__WHAT THE TASK REQUIRES__: Your task is to write out exactly the lines from the line containing "Place one point per instance of the shop" through the end of the records, inclusive at both ends.

----

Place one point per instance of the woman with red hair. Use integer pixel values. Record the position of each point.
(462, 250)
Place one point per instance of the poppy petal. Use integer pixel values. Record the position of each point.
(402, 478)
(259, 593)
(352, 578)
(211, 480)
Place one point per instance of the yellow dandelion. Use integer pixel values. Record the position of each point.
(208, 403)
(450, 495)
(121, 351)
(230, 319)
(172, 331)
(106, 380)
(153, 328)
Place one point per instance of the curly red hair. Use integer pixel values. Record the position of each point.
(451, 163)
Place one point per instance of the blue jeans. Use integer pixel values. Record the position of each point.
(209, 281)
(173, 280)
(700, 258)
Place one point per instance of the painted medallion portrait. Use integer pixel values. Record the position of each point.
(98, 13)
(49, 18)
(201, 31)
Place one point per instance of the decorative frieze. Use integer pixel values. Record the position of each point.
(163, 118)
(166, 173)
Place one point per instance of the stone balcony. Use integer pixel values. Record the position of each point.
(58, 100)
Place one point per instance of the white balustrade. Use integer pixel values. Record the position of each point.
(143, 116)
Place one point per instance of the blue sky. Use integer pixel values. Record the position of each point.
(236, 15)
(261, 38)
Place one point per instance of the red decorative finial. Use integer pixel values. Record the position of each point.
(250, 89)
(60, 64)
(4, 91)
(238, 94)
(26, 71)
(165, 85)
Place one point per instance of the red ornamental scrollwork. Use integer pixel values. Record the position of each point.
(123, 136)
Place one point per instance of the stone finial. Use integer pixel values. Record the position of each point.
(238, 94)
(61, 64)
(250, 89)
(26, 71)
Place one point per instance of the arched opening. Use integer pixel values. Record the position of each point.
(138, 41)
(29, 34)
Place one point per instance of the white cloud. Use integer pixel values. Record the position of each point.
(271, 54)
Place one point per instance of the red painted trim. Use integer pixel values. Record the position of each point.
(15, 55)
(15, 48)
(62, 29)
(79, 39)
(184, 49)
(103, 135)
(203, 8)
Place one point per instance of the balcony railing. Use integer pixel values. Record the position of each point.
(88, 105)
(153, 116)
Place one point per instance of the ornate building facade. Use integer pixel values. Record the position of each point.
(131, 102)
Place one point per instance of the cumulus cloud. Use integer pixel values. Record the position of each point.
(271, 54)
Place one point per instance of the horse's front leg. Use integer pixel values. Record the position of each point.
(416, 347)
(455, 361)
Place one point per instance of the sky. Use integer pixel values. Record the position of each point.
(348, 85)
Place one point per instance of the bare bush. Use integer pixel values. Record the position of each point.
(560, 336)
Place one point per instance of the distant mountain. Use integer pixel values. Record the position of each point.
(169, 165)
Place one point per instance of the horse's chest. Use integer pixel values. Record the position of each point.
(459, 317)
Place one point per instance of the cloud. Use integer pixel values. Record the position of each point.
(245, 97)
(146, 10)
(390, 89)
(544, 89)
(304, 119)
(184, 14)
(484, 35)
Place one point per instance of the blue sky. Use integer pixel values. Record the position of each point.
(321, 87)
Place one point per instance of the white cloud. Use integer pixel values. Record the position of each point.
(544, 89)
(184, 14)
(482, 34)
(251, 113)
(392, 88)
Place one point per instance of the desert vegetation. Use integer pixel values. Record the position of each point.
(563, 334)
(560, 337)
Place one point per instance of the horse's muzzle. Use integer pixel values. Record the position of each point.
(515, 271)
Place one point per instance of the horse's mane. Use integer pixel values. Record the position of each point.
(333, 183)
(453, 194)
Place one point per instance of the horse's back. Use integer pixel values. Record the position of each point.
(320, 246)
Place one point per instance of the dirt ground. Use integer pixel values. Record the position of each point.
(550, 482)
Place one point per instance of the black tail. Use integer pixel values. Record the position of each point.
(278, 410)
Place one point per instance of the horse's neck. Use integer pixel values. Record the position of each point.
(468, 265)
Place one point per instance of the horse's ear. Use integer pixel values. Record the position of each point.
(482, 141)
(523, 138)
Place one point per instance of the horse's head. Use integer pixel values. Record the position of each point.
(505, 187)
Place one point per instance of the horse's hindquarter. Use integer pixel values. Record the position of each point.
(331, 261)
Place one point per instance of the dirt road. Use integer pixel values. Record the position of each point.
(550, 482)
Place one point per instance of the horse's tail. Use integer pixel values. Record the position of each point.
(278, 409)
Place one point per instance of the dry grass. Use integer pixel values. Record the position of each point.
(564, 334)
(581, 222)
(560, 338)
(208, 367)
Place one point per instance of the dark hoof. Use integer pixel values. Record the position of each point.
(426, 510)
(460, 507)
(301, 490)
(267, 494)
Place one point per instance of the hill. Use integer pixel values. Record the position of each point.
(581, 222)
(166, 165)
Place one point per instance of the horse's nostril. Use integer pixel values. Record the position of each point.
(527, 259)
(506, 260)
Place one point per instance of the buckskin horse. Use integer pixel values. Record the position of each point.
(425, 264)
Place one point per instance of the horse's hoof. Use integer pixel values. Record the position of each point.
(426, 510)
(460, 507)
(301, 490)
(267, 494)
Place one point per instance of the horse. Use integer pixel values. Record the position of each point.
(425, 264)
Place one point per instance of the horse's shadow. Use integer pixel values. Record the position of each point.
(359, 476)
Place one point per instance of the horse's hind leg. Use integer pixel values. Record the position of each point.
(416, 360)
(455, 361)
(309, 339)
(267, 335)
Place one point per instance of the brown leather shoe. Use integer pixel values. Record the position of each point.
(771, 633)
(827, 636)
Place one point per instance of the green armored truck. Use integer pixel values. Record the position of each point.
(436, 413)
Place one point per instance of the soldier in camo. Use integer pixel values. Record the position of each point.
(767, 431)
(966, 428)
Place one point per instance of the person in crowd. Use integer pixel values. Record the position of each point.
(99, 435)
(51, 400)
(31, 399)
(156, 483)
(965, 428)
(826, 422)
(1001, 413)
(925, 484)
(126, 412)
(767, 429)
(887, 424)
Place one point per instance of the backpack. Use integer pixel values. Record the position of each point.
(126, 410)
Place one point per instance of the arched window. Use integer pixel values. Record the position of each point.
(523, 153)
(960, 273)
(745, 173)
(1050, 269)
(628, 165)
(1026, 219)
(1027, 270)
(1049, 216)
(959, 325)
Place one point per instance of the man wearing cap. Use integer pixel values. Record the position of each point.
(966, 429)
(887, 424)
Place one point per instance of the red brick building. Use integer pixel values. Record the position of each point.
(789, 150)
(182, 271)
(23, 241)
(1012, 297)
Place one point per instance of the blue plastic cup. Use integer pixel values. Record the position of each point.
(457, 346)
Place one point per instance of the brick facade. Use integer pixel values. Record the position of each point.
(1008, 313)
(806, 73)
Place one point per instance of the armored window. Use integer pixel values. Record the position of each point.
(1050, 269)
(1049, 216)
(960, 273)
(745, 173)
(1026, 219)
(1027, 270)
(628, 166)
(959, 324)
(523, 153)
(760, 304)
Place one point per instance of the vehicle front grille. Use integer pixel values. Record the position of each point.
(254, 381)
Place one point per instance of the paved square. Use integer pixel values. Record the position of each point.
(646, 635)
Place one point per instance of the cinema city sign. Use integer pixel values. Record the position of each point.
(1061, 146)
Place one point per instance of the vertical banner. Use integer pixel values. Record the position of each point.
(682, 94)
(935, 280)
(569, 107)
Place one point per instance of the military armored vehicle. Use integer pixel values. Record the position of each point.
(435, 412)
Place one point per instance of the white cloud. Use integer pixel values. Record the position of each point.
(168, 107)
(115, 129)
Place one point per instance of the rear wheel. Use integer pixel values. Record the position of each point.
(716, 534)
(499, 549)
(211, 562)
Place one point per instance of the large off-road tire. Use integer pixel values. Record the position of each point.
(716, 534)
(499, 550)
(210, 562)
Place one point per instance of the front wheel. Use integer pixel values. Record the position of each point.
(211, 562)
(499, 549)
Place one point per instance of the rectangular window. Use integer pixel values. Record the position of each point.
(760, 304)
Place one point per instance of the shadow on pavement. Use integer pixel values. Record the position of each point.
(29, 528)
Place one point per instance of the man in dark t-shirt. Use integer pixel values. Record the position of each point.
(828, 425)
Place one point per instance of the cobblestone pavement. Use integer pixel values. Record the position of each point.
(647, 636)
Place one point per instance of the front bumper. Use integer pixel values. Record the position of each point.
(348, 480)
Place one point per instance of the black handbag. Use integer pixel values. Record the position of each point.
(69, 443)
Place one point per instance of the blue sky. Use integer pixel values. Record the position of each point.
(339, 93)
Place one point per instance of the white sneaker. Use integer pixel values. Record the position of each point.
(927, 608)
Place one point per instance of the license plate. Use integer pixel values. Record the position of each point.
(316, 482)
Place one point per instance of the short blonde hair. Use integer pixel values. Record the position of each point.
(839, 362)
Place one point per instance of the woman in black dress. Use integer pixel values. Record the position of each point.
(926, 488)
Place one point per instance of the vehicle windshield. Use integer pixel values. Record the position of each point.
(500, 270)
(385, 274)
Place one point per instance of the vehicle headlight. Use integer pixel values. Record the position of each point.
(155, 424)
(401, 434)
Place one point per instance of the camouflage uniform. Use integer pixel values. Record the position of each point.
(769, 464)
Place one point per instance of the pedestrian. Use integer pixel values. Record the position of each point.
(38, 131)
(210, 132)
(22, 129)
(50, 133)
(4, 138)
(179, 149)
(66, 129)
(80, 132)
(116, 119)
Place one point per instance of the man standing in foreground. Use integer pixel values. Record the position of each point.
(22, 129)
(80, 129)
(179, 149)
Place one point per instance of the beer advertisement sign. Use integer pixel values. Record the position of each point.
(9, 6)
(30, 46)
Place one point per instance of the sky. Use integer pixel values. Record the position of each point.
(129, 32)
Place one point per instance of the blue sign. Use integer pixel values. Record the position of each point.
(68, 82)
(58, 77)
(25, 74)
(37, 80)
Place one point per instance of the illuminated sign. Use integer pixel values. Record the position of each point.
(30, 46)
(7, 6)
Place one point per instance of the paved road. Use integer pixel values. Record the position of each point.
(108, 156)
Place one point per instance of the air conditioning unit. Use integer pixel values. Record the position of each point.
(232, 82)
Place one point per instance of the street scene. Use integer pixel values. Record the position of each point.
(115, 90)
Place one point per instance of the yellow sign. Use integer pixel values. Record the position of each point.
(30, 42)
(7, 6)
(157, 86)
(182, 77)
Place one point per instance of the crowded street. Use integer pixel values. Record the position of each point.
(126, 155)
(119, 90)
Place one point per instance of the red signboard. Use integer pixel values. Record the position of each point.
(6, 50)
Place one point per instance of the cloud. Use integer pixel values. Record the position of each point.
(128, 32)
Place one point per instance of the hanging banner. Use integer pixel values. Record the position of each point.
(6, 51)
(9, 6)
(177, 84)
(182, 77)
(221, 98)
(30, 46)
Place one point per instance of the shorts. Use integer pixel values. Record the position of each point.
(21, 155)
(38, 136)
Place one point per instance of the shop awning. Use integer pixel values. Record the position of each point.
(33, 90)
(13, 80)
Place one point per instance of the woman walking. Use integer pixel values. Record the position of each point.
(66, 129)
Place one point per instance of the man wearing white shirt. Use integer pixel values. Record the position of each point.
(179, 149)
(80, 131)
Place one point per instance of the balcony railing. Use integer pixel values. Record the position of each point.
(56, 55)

----

__RESULT FOR THIS EXERCISE__:
Place one point per instance of the shop awning. Use integer pixel values. Record the position of each point.
(33, 90)
(13, 80)
Place one point per instance of the woman walking. Use integer pixel values. Record the position of each point.
(66, 129)
Place one point per instance of the man wearing white shirt. Use integer pixel values. Record the position of each point.
(179, 149)
(80, 131)
Place one point per instance of the balcony railing. Use integer pixel values. Record the position of each point.
(56, 55)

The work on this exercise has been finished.